#### The problem
Count how many of the lines below contain the string "background", with case counting, and reply with only that number.

======== Entries ========

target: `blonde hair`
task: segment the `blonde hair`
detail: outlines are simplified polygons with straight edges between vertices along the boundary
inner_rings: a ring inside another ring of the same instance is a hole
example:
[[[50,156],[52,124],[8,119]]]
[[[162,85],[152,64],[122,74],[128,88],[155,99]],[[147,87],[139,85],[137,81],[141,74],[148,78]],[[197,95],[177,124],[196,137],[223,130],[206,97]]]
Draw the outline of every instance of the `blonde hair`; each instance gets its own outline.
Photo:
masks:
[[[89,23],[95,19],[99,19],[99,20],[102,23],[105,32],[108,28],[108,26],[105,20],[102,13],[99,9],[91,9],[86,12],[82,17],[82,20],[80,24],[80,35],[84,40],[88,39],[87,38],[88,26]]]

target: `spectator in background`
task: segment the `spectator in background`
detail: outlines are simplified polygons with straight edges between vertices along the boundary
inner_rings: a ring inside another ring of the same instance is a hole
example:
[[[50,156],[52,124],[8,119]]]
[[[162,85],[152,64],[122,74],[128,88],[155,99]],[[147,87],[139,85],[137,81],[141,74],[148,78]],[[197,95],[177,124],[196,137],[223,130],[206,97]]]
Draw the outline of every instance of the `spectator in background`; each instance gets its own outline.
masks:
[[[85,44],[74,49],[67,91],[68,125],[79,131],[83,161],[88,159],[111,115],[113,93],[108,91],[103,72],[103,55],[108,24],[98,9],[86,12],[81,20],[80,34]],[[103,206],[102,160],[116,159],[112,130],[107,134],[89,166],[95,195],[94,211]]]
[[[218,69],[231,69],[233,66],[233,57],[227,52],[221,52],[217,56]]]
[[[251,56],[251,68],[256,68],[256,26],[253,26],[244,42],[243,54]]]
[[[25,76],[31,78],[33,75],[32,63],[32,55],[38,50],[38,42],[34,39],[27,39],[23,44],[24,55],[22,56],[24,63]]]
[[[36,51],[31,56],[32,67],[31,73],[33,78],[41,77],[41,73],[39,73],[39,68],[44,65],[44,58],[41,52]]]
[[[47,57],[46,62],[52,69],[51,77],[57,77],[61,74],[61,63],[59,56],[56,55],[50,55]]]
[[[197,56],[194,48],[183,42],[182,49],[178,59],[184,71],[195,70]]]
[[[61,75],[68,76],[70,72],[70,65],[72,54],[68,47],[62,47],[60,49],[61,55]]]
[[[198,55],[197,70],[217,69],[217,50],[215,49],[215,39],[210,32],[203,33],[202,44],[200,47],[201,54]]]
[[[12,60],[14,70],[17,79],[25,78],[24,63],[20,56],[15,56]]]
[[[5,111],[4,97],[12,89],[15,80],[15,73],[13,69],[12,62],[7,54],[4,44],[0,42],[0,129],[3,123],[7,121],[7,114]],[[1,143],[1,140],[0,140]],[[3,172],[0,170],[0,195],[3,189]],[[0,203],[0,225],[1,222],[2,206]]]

========

#### Answer to the problem
3